> _Your instructions_
Please change "be hiding" to "appear" everywhere in the material below and reproduce all of it with nothing else altered. Leave the pictures out of your version.

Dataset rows
-*-

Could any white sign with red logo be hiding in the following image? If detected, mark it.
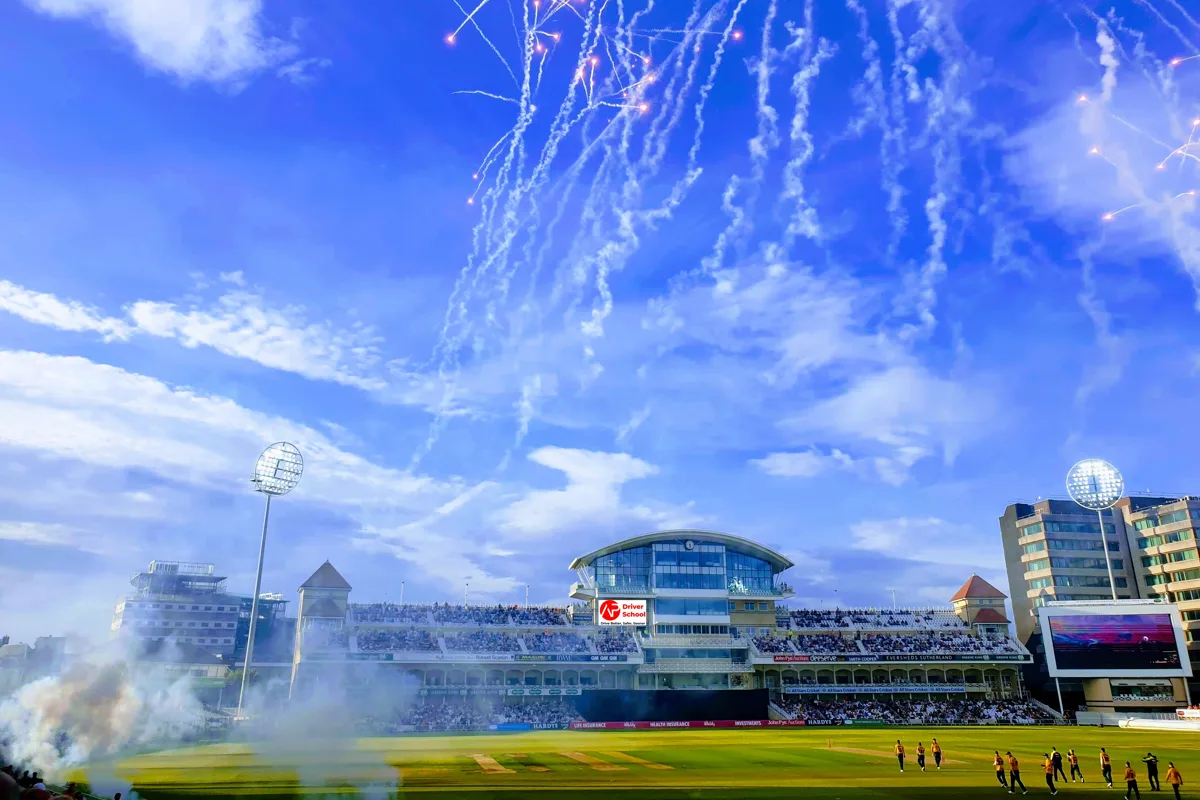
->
[598,600,646,625]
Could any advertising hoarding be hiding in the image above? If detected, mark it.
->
[596,597,647,625]
[1038,602,1192,678]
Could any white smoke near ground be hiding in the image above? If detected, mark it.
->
[0,658,205,777]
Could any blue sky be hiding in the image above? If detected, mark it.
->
[0,0,1200,639]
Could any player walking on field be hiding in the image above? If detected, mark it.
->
[1067,750,1085,783]
[991,750,1008,789]
[1141,753,1163,792]
[1126,762,1141,800]
[1050,747,1067,781]
[1166,762,1183,800]
[1042,753,1058,794]
[1004,750,1030,794]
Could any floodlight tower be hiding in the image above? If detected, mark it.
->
[238,441,304,717]
[1067,458,1124,600]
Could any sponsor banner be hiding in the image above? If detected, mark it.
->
[302,651,393,661]
[416,686,583,697]
[571,720,811,730]
[596,599,647,625]
[770,652,1031,664]
[512,652,629,663]
[784,684,967,694]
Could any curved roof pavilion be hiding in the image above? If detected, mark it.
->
[570,528,794,575]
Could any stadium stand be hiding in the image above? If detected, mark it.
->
[355,628,442,652]
[444,631,521,652]
[776,699,1056,724]
[594,630,637,652]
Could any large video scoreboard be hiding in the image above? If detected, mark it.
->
[1038,601,1192,678]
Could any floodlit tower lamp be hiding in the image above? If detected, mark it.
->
[1067,458,1124,600]
[238,441,304,717]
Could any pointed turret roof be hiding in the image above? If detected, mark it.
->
[300,561,350,591]
[950,575,1008,603]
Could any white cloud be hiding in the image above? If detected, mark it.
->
[498,447,659,536]
[130,291,385,390]
[750,449,854,477]
[0,281,132,341]
[0,350,448,509]
[0,283,386,391]
[25,0,295,83]
[785,365,994,483]
[850,517,1003,572]
[0,519,101,553]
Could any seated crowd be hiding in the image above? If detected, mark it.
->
[862,633,1016,654]
[594,628,637,654]
[786,608,966,630]
[388,698,580,730]
[445,631,521,652]
[350,603,433,625]
[522,633,592,652]
[780,699,1055,724]
[358,627,442,652]
[510,607,566,627]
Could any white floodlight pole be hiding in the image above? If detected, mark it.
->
[1067,458,1124,600]
[236,441,304,718]
[238,493,271,717]
[1096,511,1117,600]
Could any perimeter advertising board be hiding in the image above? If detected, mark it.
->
[1038,602,1192,678]
[596,599,646,625]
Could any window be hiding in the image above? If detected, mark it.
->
[1046,522,1117,534]
[593,547,652,594]
[654,597,728,616]
[1046,537,1121,553]
[1050,557,1124,570]
[1054,575,1128,589]
[725,551,773,594]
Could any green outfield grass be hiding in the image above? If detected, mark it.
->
[73,727,1200,800]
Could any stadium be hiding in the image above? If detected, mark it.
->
[44,530,1200,798]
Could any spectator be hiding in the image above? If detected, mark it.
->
[355,627,442,652]
[445,631,521,652]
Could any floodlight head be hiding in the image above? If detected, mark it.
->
[1067,458,1124,511]
[251,441,304,497]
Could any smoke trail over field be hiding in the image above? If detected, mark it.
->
[0,660,204,775]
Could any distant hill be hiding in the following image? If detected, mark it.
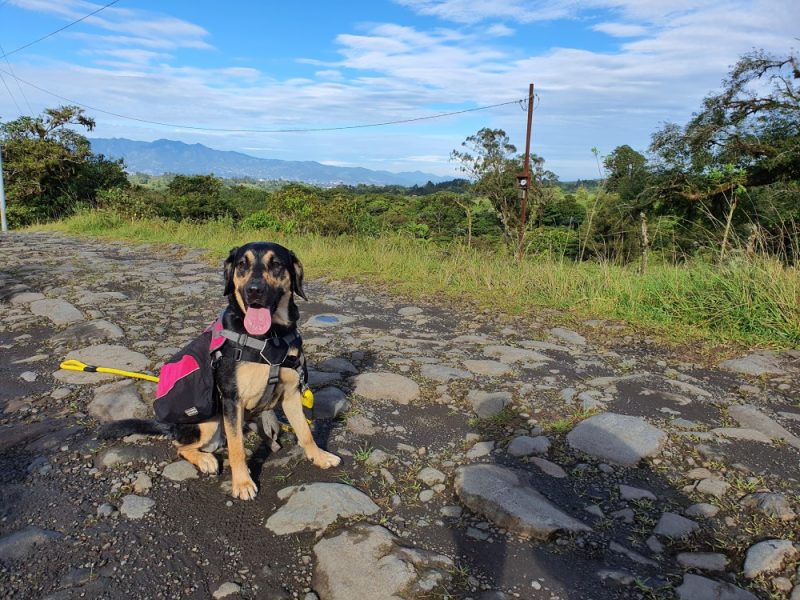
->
[90,138,452,186]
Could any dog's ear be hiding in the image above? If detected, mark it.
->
[222,246,239,296]
[289,250,308,300]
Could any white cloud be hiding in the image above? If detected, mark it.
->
[592,23,647,37]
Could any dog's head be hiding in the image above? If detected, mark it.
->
[224,242,308,335]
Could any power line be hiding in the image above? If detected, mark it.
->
[0,69,520,133]
[3,0,120,58]
[0,44,33,116]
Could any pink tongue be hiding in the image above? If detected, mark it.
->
[244,308,272,335]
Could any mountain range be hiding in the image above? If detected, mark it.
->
[89,138,452,186]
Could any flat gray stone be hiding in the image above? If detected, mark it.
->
[567,413,667,467]
[420,365,472,383]
[483,346,553,363]
[506,435,550,456]
[467,390,514,419]
[675,573,758,600]
[29,298,83,325]
[53,319,125,348]
[744,540,798,579]
[53,344,150,383]
[161,460,199,481]
[317,358,358,374]
[464,360,512,377]
[267,483,380,535]
[550,327,586,346]
[728,404,800,450]
[354,372,419,404]
[719,353,786,377]
[455,464,591,540]
[675,552,728,572]
[0,525,62,561]
[314,386,350,419]
[530,456,567,479]
[311,523,454,600]
[619,484,656,500]
[119,494,156,519]
[739,492,797,521]
[87,379,150,421]
[653,512,700,539]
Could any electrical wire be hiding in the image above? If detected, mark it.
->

-*-

> _Task response_
Could any white sign with red logo appear in the following image? If detected, mark it.
->
[598,600,646,625]
Could any advertising hoarding appear in the image above? If detected, mark it.
->
[596,597,647,625]
[1038,602,1192,678]
Could any white smoke near ground appear in the image above? If detected, mark it.
->
[0,658,205,777]
Could any blue sky appear in the image above? If detected, mark it.
->
[0,0,1200,639]
Could any player walking on field appear in the image above? If detected, mark it.
->
[1067,750,1085,783]
[991,750,1008,789]
[1141,753,1163,792]
[1126,762,1141,800]
[1050,747,1067,781]
[1166,762,1183,800]
[1042,753,1058,794]
[1004,750,1030,794]
Could any floodlight tower appear in the image above? If detected, mark it.
->
[238,441,304,717]
[1067,458,1124,600]
Could any sponsor banner appear in the image above? If detected, mark it.
->
[302,651,393,661]
[416,686,583,697]
[571,720,811,730]
[596,599,647,625]
[770,652,1031,664]
[512,652,629,663]
[784,684,967,694]
Could any curved roof pavilion appear in the image above? If detected, mark it.
->
[570,528,794,575]
Could any stadium stand appear in the image above? If detected, mark it.
->
[355,628,442,652]
[444,631,521,652]
[776,699,1056,724]
[594,630,637,652]
Could any large video scoreboard appear in the image above? If detected, mark it.
->
[1038,601,1192,678]
Could any floodlit tower lamp appear in the image above? If detected, mark it.
->
[1067,458,1124,600]
[238,441,304,717]
Could any pointed turret roof appear in the image above? If detected, mark it.
->
[300,561,350,591]
[950,575,1008,603]
Could any white cloud appear in the image above? If detected, mark it.
->
[498,447,659,536]
[130,291,385,390]
[750,449,854,477]
[0,281,132,341]
[0,350,448,509]
[0,283,386,391]
[25,0,295,83]
[785,365,994,483]
[850,517,1003,572]
[0,519,101,553]
Could any seated crowd appear in the image above? If detected, mark it.
->
[862,633,1016,654]
[594,628,637,654]
[786,608,966,630]
[388,698,580,730]
[445,631,521,652]
[350,603,433,625]
[522,633,592,652]
[780,699,1055,724]
[358,627,442,652]
[510,607,566,627]
Could any white floodlight pole appear in the image above? If detected, mark it.
->
[1067,458,1124,600]
[236,441,304,718]
[238,493,271,717]
[1096,511,1117,600]
Could any perimeter advertising board appear in the image above? If detected, mark it.
->
[1038,602,1192,678]
[596,599,646,625]
Could any window appear in the image above? If detected, mark it.
->
[1046,522,1117,534]
[593,547,652,594]
[654,597,728,616]
[1046,537,1121,553]
[1050,557,1124,570]
[1054,575,1128,589]
[725,551,773,594]
Could any green outfield grass appear in the image above? If detected, mark it.
->
[73,727,1200,800]
Could any stadium appear in the image above? If detected, mark it.
->
[44,530,1200,798]
Could any spectator appear in the image above? If detected, mark it.
->
[355,627,442,652]
[445,631,521,652]
Could any floodlight head appear in the image above? If detected, mark it.
->
[1067,458,1124,511]
[251,441,304,497]
Could any smoke trail over field appear in the image above? If detected, mark it.
->
[0,660,204,775]
Could any distant hill appear in the following image? If detected, mark it.
->
[90,138,452,186]
Could any dog's ear appear in the image above? If detected, mark it.
->
[222,246,239,296]
[289,250,308,300]
Could any white cloud appear in the image above? If detected, mark it.
->
[592,23,647,37]
Could any dog's head appear in the image above? If detected, mark it.
->
[224,242,308,335]
Could any power line appear in the image above? If detected, mark it.
->
[0,69,520,133]
[3,0,120,58]
[0,44,33,116]
Could any pink tongue appear in the image above? If detected, mark it.
->
[244,308,272,335]
Could any mountain range appear in the image above? If detected, mark it.
->
[89,138,452,186]
Could any flat gray stone appear in the image above? If detected, mark it.
->
[567,413,667,467]
[420,365,472,383]
[483,346,553,363]
[506,435,550,456]
[467,390,514,419]
[675,573,758,600]
[29,298,83,325]
[53,319,125,348]
[744,540,798,579]
[53,344,150,383]
[161,460,199,481]
[317,358,358,374]
[464,360,512,377]
[267,483,380,535]
[550,327,586,346]
[728,404,800,450]
[354,372,419,404]
[719,353,786,377]
[455,464,591,540]
[675,552,728,572]
[0,525,62,561]
[314,386,350,419]
[530,456,567,479]
[311,523,454,600]
[619,484,656,500]
[119,494,156,519]
[739,492,797,521]
[87,379,150,421]
[653,512,700,539]
Could any electrical wire appear in the image above? If detected, mark it.
->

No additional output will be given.